[Document section — start]

The Honorable Bobby G. Newman State Representative P.O. Box 52 Smackover, AR 71762-0052
Dear Representative Newman:
This is in response to your request for an opinion on the issue of physicians withholding nutrition and hydration from patients. You have asked, specifically, "under what circumstances would it be allowable to withhold nutrition and hydration from a patient."
There is no definitive case law or statutory guidance in Arkansas with respect to a decision involving the withholding or withdrawal of nutrition and hydration. This office has previously opined, and I agree, that the "Arkansas Rights of the Terminally Ill or Permanently Unconscious Act" (A.C.A. § 20-17-201 etseq. (Supp. 1989)), does not provide a basis for withholding or withdrawing nutrition and hydration. See Att'y. Gen. Op. No. 87-215. Nor has our research disclosed other statutory or case law authority in Arkansas squarely addressing the issue.
The United State Supreme Court in Cruzan v. Director, Mo. HealthDept., 497 U.S., 111 L. Ed. 2d 224 (1990), acknowledged a constitutional liberty interest in the refusal of unwanted medical treatment, but gave great deference to the State of Missouri's decision to impose a clear and convincing evidence standard in determining whether the right of refusal could be exercised by a guardian (surrogate) on behalf of the incompetent patient. Id. at 243, 246. In reaching its decision, the court stated:
We note that many courts which have adopted some sort of substituted judgment procedure in situations like this, whether they limit consideration of evidence to the prior expressed wishes of the incompetent individual, or whether they allow more general proof of what the individual's decision would have been, require a clear and convincing standard of proof for such evidence. [Citations omitted.]
Id. at 246.
The court also held that the federal constitution does not mandate the application of a substituted judgment standard in such cases. Id. at 246-247. With regard to the competent person, the court noted that the common law doctrine of informed consent is viewed as generally encompassing the right of a competent individual to refuse medical treatment. Id. at 241.

[Document section — finish]
[Supplied data — start]

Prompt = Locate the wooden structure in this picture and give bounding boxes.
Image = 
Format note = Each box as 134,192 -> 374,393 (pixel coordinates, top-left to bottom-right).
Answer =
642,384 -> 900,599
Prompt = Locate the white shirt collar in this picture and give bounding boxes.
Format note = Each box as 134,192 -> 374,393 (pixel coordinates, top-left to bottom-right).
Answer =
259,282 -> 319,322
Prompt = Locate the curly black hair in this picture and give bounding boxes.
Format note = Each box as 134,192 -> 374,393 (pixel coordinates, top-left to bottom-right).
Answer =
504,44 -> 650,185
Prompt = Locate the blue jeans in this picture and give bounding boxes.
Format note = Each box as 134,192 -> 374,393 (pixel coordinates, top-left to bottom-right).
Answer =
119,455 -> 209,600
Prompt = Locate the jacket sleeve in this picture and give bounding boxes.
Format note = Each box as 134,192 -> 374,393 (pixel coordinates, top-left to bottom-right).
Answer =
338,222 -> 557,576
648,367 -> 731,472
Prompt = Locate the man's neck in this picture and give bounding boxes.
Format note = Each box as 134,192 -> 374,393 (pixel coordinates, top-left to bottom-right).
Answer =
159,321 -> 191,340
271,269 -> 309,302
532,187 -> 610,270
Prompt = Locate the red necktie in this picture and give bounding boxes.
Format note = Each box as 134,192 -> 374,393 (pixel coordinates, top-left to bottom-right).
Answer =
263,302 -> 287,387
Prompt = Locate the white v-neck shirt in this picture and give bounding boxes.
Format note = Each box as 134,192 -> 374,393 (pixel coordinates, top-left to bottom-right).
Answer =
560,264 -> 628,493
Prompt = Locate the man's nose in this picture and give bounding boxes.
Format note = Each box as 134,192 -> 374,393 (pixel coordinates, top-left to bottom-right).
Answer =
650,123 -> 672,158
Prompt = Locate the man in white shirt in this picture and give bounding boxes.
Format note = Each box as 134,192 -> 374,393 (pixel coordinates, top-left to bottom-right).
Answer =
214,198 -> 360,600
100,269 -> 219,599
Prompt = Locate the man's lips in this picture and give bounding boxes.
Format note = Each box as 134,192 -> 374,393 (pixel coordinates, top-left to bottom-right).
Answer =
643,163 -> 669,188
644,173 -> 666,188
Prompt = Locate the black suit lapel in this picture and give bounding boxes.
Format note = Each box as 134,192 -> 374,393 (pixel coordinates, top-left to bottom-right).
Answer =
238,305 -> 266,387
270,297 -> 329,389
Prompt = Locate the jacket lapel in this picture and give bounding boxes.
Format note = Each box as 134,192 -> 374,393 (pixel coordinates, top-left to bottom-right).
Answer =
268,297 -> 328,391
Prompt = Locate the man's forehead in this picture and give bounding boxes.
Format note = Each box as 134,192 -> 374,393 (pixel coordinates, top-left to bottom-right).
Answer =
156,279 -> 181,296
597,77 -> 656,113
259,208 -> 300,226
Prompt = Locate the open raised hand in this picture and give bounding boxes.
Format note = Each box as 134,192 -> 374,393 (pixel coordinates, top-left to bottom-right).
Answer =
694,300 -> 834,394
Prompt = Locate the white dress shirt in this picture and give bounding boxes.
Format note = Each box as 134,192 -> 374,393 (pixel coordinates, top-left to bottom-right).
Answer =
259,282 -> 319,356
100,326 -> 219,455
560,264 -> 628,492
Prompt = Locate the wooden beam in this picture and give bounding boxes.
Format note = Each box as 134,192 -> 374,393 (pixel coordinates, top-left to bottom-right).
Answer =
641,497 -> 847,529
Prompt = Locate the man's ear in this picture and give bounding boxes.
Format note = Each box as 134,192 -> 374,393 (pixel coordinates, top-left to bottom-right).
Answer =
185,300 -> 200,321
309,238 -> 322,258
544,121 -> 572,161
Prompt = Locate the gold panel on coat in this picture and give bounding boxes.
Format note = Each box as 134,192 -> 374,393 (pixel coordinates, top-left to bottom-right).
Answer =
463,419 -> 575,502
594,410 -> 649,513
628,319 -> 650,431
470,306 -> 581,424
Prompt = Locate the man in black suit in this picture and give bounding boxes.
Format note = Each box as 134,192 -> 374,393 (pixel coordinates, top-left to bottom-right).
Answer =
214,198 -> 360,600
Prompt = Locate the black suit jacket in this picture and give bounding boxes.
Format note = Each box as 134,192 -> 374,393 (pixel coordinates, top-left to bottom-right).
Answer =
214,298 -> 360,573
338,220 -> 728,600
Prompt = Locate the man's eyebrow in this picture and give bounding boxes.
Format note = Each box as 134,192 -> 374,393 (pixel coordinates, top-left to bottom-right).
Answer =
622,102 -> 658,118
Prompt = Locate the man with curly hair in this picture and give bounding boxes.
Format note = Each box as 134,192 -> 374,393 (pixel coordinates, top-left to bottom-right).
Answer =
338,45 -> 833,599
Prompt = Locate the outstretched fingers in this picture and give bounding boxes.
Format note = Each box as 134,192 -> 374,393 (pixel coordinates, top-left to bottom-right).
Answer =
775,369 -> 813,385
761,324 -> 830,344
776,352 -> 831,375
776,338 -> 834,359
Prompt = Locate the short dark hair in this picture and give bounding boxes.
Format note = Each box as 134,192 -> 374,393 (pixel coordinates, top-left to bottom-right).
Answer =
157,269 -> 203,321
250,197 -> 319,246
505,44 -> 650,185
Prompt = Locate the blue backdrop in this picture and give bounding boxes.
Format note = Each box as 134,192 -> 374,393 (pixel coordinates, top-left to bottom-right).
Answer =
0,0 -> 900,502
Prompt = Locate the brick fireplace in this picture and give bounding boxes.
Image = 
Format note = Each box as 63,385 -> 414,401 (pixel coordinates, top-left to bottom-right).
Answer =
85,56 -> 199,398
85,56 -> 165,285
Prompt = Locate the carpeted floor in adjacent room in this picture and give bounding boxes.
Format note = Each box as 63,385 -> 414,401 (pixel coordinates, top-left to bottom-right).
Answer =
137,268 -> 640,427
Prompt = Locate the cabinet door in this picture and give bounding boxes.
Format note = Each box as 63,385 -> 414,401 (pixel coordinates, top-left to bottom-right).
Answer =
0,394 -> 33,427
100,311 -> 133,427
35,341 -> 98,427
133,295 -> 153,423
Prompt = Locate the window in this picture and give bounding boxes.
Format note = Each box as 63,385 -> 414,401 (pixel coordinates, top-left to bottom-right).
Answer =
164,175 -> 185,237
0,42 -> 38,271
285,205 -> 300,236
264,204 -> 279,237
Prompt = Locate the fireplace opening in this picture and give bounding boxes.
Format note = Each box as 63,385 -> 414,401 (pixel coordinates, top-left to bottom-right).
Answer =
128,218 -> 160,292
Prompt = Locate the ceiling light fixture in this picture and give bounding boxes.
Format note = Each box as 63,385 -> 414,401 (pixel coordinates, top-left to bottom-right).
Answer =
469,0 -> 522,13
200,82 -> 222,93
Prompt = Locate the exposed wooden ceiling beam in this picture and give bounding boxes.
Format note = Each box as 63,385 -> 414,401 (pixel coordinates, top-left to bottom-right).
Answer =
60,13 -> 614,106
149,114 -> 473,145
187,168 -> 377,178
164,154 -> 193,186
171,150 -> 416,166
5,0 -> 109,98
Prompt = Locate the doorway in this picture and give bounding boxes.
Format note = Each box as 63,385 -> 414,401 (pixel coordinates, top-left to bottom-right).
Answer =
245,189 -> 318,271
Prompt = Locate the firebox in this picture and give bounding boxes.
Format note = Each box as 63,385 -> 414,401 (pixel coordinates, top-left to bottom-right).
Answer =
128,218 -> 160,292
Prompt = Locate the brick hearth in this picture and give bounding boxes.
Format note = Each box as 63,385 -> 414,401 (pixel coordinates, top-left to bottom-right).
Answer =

[Supplied data — finish]

=== Task list ===
A. In the opinion letter on withholding nutrition and hydration, what standard of proof did the Supreme Court in Cruzan allow Missouri to impose before a guardian could refuse treatment for an incompetent patient?
B. Continue the opinion letter on withholding nutrition and hydration from patients, beginning right after its last sentence.

=== Results in order ===
A. A clear and convincing evidence standard.

B.
If faced with the question, an Arkansas court would presumably recognize the "liberty interest" identified in Cruzan. TheCruzan case stands for the proposition, however, that states remain free to establish differing evidentiary standards necessary to protect this interest. Because there are no clear guidelines in Arkansas for surrogate decision-making, we cannot draw any definite conclusions with regard to circumstances involving an incompetent patient. See Roden, Litigating Lifeand Death, 10 Harv. L. Rev. 375 (1988) (in-depth analysis of the various standards applied in termination of life support cases.) Although in my opinion our statutes do not, as previously noted, form a basis for withholding or withdrawing nutrition and hydration, a court might look to the existence of a living will or a proxy directive as evidence of the patient's intent in the exercise of the recognized constitutionally protected right. (The court in Cruzan, in dicta, stated that appointing a proxy to make health care decisions may be a probative source of evidence.111 L.Ed. 2d at 249 (concurring opinion.)) If the decision involves a competent individual, the Cruzan case suggests that the competent patient generally retains the right to refuse life-sustaining nutrition and hydration. Id. at 242. There are currently no guidelines or standards to draw upon in Arkansas in circumstances involving an incompetent patient where there is no clear evidence of the patient's intent.
This office cannot, in the context of an Attorney General's opinion, outline the myriad factual contexts in which this question might arise. Nor, in the absence of clear guidance from the courts or the legislature, can we identify with certainty the circumstances under which this decision can be made in Arkansas. The absence of a national consensus on the issue also prevents reference to a clearly emerging solution in other states as a means of predicting Arkansas' approach to the problem. SeeCruzan, 111 L.Ed.2d at 250 (concurring opinion). The Cruzan decision, while clear in affirming the existence of a constitutional right to refuse unwanted medical treatment, including nutrition and hydration, left many issues unresolved. The full impact of the decision remains to be seen. Many issues in this area remain to be resolved in Arkansas through the courts and/or the General Assembly.
While we are unable at this time to provide a conclusive response to your inquiry, we hope that the foregoing provides general guidance in addressing the issues involved.
The foregoing opinion, which I hereby approve, was prepared by Deputy Attorney General Elisabeth A. Walker.